» **Aim of the task**: Pick out every line of the material below that contains the string "small" and copy each such line in full. Treat uppercase and lowercase letters as different when matching.

» **Data section**:
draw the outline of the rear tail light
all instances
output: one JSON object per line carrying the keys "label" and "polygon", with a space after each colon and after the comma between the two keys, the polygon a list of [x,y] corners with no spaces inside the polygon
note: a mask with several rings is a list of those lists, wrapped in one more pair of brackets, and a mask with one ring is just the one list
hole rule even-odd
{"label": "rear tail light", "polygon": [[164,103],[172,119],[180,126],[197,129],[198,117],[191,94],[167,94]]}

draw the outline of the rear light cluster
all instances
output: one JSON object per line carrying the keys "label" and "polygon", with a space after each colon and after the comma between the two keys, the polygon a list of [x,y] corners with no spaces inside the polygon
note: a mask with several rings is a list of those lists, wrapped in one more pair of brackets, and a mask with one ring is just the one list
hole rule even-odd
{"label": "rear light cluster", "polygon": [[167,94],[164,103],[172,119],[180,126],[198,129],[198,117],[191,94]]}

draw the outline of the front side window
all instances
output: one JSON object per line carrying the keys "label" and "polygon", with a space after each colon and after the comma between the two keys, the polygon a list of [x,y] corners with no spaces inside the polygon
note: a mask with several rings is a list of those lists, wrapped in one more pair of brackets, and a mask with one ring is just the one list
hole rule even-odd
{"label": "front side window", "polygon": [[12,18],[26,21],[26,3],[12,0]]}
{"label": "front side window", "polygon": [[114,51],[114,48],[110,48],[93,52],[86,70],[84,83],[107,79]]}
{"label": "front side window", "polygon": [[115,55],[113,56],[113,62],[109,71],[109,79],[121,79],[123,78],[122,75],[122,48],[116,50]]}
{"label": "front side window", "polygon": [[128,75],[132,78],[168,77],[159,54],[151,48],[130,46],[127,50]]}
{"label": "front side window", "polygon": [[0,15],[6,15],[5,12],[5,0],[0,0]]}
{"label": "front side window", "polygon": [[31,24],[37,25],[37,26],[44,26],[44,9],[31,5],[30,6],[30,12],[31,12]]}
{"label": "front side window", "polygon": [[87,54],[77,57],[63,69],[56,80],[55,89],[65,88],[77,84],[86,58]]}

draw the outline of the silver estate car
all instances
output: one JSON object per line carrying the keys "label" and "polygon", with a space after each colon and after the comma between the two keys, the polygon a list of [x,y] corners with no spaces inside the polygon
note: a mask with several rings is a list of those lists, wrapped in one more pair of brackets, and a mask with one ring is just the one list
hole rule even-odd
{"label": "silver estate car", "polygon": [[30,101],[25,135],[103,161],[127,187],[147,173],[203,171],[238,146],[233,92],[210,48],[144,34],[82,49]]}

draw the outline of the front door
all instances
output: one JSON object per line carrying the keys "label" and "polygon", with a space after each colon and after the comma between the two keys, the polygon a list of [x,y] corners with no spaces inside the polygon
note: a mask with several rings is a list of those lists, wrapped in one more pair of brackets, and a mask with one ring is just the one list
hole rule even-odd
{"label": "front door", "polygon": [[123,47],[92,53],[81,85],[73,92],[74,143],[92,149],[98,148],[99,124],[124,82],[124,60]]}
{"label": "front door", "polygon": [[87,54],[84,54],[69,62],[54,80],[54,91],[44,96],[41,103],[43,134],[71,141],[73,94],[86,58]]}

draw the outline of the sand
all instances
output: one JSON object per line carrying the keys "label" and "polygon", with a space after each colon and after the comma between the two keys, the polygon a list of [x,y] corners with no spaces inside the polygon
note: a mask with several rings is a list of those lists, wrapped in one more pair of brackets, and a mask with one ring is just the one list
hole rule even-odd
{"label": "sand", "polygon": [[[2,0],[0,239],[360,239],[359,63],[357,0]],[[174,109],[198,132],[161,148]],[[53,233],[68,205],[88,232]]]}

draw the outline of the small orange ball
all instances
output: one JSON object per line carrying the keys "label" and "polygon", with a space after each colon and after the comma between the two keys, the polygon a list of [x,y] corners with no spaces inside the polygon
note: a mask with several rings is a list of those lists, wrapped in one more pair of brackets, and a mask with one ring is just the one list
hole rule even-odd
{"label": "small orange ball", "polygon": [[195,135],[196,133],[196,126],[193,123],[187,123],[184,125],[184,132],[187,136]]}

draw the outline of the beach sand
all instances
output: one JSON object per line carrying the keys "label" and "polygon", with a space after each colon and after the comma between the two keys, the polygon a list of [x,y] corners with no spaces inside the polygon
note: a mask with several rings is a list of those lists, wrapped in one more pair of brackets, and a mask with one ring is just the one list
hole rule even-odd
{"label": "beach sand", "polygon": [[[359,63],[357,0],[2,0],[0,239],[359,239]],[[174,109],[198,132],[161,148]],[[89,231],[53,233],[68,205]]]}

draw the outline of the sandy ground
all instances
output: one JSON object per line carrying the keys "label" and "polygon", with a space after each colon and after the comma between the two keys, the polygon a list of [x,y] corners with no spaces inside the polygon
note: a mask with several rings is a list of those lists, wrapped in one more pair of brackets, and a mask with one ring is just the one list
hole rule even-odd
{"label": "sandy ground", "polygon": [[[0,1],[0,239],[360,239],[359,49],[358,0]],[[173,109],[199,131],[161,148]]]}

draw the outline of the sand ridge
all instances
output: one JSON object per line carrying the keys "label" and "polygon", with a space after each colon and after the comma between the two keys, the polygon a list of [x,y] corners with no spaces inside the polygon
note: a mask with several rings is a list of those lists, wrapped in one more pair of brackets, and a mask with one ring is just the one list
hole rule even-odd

» **The output**:
draw the outline of the small orange ball
{"label": "small orange ball", "polygon": [[195,135],[196,133],[196,126],[193,123],[187,123],[184,125],[184,132],[187,136]]}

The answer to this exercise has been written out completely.